**PROMPT**: Give an exact copy of every line, leaving images out.

**STORED ROWS**:
----

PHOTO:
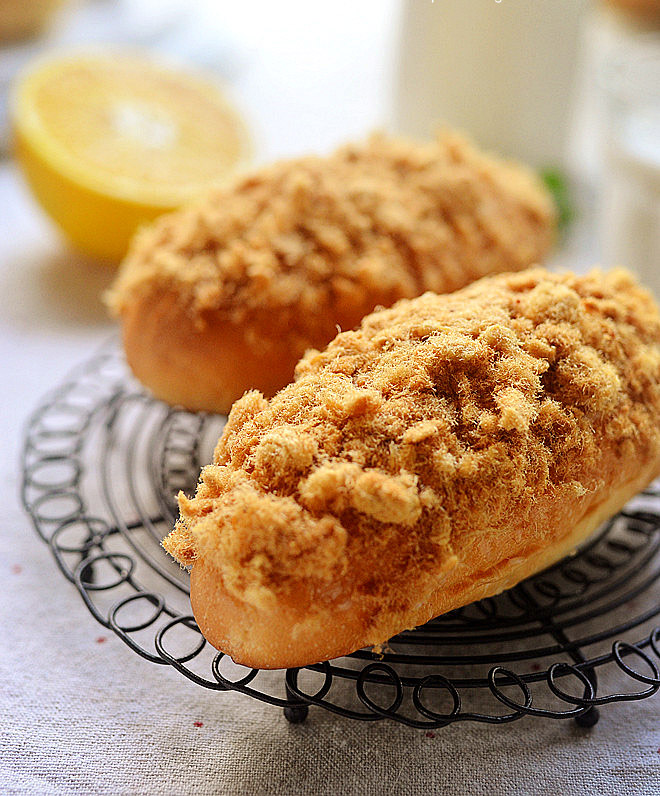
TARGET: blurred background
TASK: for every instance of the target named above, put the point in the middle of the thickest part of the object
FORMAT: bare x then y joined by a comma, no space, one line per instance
570,86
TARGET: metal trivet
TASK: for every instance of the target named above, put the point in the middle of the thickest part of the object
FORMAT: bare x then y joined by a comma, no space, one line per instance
101,465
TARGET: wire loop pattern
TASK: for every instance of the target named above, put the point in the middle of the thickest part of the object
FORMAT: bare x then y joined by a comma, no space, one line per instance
102,464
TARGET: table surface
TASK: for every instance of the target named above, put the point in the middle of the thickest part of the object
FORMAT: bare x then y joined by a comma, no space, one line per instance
82,713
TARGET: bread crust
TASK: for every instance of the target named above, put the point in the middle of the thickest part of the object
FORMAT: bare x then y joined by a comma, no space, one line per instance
448,448
227,295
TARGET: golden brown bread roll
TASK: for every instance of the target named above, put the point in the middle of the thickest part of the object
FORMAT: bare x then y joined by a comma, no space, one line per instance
442,452
227,295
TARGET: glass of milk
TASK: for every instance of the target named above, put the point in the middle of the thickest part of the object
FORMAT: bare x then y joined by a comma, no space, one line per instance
630,210
501,70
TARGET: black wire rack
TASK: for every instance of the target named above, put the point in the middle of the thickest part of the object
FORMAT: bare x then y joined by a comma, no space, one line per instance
102,463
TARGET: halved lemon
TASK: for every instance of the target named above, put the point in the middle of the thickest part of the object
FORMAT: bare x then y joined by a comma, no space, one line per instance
109,141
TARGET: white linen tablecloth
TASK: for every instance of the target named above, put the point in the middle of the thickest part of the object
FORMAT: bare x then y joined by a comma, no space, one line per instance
81,713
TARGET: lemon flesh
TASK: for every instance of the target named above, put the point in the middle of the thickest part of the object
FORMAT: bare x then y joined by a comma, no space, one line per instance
109,142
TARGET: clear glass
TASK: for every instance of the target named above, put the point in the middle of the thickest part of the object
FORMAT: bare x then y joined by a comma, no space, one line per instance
630,213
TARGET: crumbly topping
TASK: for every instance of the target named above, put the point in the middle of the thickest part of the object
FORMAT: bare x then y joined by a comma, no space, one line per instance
435,420
372,223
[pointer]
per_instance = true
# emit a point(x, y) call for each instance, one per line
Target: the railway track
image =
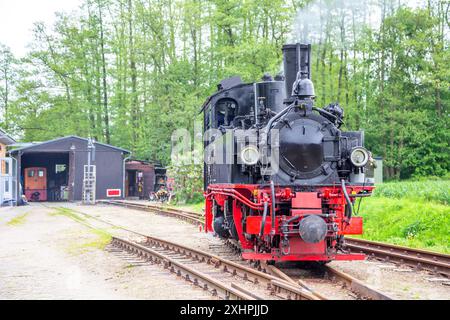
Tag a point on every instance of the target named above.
point(419, 259)
point(434, 262)
point(344, 284)
point(221, 277)
point(190, 217)
point(330, 276)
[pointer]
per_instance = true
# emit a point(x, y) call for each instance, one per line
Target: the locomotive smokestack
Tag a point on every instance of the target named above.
point(296, 57)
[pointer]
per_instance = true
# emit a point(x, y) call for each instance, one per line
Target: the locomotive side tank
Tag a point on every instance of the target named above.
point(284, 187)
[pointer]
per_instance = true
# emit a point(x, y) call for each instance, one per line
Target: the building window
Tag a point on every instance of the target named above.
point(60, 168)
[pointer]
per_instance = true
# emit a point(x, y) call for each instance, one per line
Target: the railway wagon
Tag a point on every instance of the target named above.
point(36, 184)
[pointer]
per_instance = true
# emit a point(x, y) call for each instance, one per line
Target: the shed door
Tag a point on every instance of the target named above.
point(35, 178)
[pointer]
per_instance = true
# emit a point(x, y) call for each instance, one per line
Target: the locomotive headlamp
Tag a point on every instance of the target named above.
point(250, 155)
point(359, 156)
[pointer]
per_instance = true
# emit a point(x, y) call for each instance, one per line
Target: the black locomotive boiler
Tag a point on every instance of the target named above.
point(280, 174)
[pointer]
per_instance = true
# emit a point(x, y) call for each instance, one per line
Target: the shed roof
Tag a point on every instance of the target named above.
point(37, 146)
point(6, 138)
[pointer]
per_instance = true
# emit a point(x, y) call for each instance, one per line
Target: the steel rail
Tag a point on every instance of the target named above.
point(273, 284)
point(216, 287)
point(191, 218)
point(246, 273)
point(420, 259)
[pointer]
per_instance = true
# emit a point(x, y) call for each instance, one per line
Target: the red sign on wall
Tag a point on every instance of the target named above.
point(110, 193)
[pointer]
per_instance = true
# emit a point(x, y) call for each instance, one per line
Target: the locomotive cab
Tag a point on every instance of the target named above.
point(289, 189)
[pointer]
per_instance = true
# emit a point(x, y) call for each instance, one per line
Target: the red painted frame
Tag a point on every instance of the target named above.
point(253, 196)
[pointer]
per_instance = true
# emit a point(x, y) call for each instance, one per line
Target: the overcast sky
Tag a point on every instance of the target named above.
point(17, 18)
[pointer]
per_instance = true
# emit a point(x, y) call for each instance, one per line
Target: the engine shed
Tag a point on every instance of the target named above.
point(55, 170)
point(143, 178)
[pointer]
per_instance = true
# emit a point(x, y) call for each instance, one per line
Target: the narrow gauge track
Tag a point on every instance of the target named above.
point(190, 217)
point(420, 259)
point(354, 287)
point(330, 277)
point(221, 277)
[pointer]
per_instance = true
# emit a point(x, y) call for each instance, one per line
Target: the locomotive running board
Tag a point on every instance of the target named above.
point(293, 257)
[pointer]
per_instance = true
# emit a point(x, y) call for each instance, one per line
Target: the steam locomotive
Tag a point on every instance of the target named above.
point(280, 175)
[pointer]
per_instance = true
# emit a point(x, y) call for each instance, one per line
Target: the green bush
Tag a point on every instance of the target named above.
point(429, 190)
point(408, 221)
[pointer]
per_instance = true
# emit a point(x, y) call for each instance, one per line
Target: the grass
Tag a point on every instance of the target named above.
point(19, 220)
point(408, 222)
point(428, 190)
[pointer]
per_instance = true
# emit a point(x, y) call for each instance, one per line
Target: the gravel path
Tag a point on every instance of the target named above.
point(48, 256)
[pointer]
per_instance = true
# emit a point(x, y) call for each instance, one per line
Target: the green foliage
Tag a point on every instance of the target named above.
point(130, 72)
point(411, 222)
point(428, 190)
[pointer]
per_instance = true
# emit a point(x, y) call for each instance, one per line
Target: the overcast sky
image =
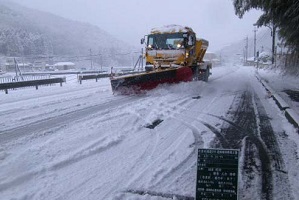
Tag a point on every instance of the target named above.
point(130, 20)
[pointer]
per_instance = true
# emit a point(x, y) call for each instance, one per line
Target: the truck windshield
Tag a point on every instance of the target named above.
point(166, 41)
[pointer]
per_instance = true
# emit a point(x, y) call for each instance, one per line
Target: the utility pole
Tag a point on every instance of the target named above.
point(246, 49)
point(254, 43)
point(90, 58)
point(273, 43)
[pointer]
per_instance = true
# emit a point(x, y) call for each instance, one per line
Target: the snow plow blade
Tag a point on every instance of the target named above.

----

**SOLVED EXERCISE**:
PHOTO:
TARGET: blurred background
TASK: for every instance of the target named above, put the point in the middle of the thickest part of the object
FORMAT: bare x then y joined by a comma, no space, one line per instance
570,86
TARGET: metal trivet
TASK: for every instance of the target named above, put the point in the middle of the thickest part of the object
FORMAT: bare x then y joined by a comma, no space, one line per instance
101,465
TARGET: wire loop pattern
TASK: for every instance of the target named above, put the point in the middle of the thickest part of the object
FORMAT: bare x then y joined by a comma, no space, one line per instance
102,464
TARGET: table surface
TASK: for every instance of the target named above, put the point in the middle of the thickest part of the object
FORMAT: bare x then y joined by a comma, no space, one line per instance
82,713
TARGET: bread crust
TASK: for every instance of the target named above, put the point in the middle of the thickest part of the object
FORMAT: bare x then y joined by a comma, no space, one line per instance
448,448
227,295
TARGET: golden brown bread roll
TASK: for every instance of the target named above, put the point in the middle of the thickest part of the object
FORMAT: bare x then y joined by a comma, no space, one line per instance
442,452
227,295
TARGET: glass of milk
TASK: for every instance of the target named above, put the point in the middle of the thickest part of the object
FORMAT: bare x then y joined by a comma, no space, one line per instance
630,210
501,70
TARGET: black wire rack
TASK: for every instance of the target named above, put the point in the middle of the thickest part of the object
FORMAT: bare x then y joined by a comma, no space, one line per instance
102,463
TARGET: halved lemon
TASK: for every instance of the target named above, put the point in the middle of the thickest part of the object
FORMAT: bare x then y joined by a comma, no space, one line per instance
109,141
TARGET: white linen tablecloth
TASK: for every instance of the target named above, put the point in the middle of the thickest part of the object
FORMAT: bare x then y joined by a comma, no space, one line per instance
81,713
TARGET: lemon flesh
TASK: for every instance of the target named above, put the point in the middle of the thickest part of the object
FORMAT: bare x then y joined by a comma, no space, one line per instance
109,142
TARGET: clear glass
TASK: for every instance of the target named above, put the point in the middle of the thickest part of the object
FORMAT: bare x then y joined by a comma, no space, one line per instance
630,213
TARGET: crumbly topping
TASK: for every instance of the target named above, put the point in the middle of the thickest part of the object
FORMAT: bare x then y joined by a comma, no space, one line per instance
435,420
372,223
[pointer]
per_instance = true
# emit a point(x, y) call for each instance, one per line
Target: the railway track
image =
Tag a point on every instance of the target named above.
point(419, 259)
point(434, 262)
point(344, 284)
point(221, 277)
point(190, 217)
point(330, 276)
[pointer]
per_instance = true
# emit a point(x, y) call for each instance, one per line
Target: the locomotive smokestack
Tag a point on every instance of the target named above.
point(296, 57)
[pointer]
per_instance = true
# emit a point(x, y) call for each instance, one per line
Target: the locomotive side tank
Tag a point on every instance of the target named above.
point(284, 187)
[pointer]
per_instance = true
# emit a point(x, y) call for each instance, one per line
Target: the building window
Tag a point on every instance of the target named above.
point(60, 168)
[pointer]
per_instance = true
# emit a point(x, y) call for each instance, one per line
Target: the railway wagon
Tag a point on every instance of the target named above.
point(36, 184)
[pointer]
per_instance = true
# emit a point(x, y) call for each instance, one per line
Target: the shed door
Tag a point on every instance of the target named above.
point(35, 178)
[pointer]
per_instance = true
# emit a point(x, y) call for each instance, one per line
Target: the locomotive headlamp
Tag a point on every instance of the target named above.
point(250, 155)
point(359, 156)
[pointer]
per_instance = true
# emit a point(x, y) call for each instance, one per line
Target: the black locomotive boiler
Tag a point on every instance of the target named above.
point(280, 174)
[pointer]
per_instance = true
# emit a point(x, y) call for each instance, one per line
Target: the shed roof
Tag a point on every instance of the target named above.
point(37, 146)
point(6, 138)
[pointer]
per_instance = true
# emit a point(x, y) call for each instance, one per line
Target: the steel rail
Tag a point on every instance of the target named above.
point(273, 284)
point(216, 287)
point(191, 218)
point(246, 273)
point(420, 259)
[pointer]
per_instance = true
# emit a point(x, y) call for each instance, one per line
Target: the red sign on wall
Tag a point on every instance of the target named above.
point(110, 193)
[pointer]
per_instance = true
# emit a point(x, y) call for each instance, one per line
Target: the locomotive cab
Tag a point on every instance of the target named above.
point(289, 189)
[pointer]
per_instance = true
# emit a point(x, y) call for each instance, one per line
Target: the red painted frame
Tag a point on every instance of the target named above.
point(253, 196)
[pointer]
per_instance = true
# emit a point(x, y) call for each instance, one per line
Target: the overcast sky
Tag a point on every instance of the target named above.
point(17, 18)
[pointer]
per_instance = true
# emit a point(x, y) call for each instance, one per line
Target: the engine shed
Tag a point on every instance of the target named above.
point(55, 170)
point(143, 178)
[pointer]
per_instance = true
# emit a point(x, y) call for each instance, one per line
Target: the narrow gauge track
Tag a point on every instance of the target named above.
point(190, 217)
point(420, 259)
point(354, 287)
point(330, 277)
point(221, 277)
[pointer]
per_instance = true
# emit a point(x, y) call for each instance, one per line
Target: the locomotive running board
Tag a point on every instance of the target named above.
point(293, 257)
[pointer]
per_instance = true
# emit a point(x, y) call for each instance, one per line
Target: the steam locomotive
Tag a point on every instance of the target named above.
point(280, 175)
[pointer]
per_instance = true
# emit a point(x, y) call for each instance, one per line
Target: the green bush
Tag a point on every instance of the target named above.
point(429, 190)
point(408, 221)
[pointer]
per_instance = true
# emit a point(x, y) call for each instance, one per line
Target: the grass
Tag a point on every instance of the target named above.
point(19, 220)
point(408, 222)
point(428, 190)
[pointer]
per_instance = true
# emit a point(x, y) call for each instance, one per line
Target: the gravel path
Tag a point on every instance of the target named above.
point(48, 256)
[pointer]
per_instance = true
# emit a point(x, y) call for each instance, one per line
Target: the green foliage
Tag a point on every instance of the target named above.
point(130, 72)
point(411, 222)
point(428, 190)
[pointer]
per_instance = true
# emit a point(x, y) call for each instance, one per line
Target: the overcast sky
image =
Tag a point on every instance of the target named above.
point(130, 20)
[pointer]
per_instance = true
# emit a point(x, y) call for each instance, one per line
Target: the truck windshield
Tag a point on every instance of the target named above.
point(166, 41)
[pointer]
per_instance = true
# emit a point(x, y) call for each instance, one per line
Target: the utility pole
Tag a point on every instance of the target named above.
point(246, 49)
point(254, 43)
point(90, 58)
point(273, 43)
[pointer]
per_instance = true
# emit a point(x, y) call for each instance, one per line
Target: the snow plow blade
Tag a point on every instance of the target named above.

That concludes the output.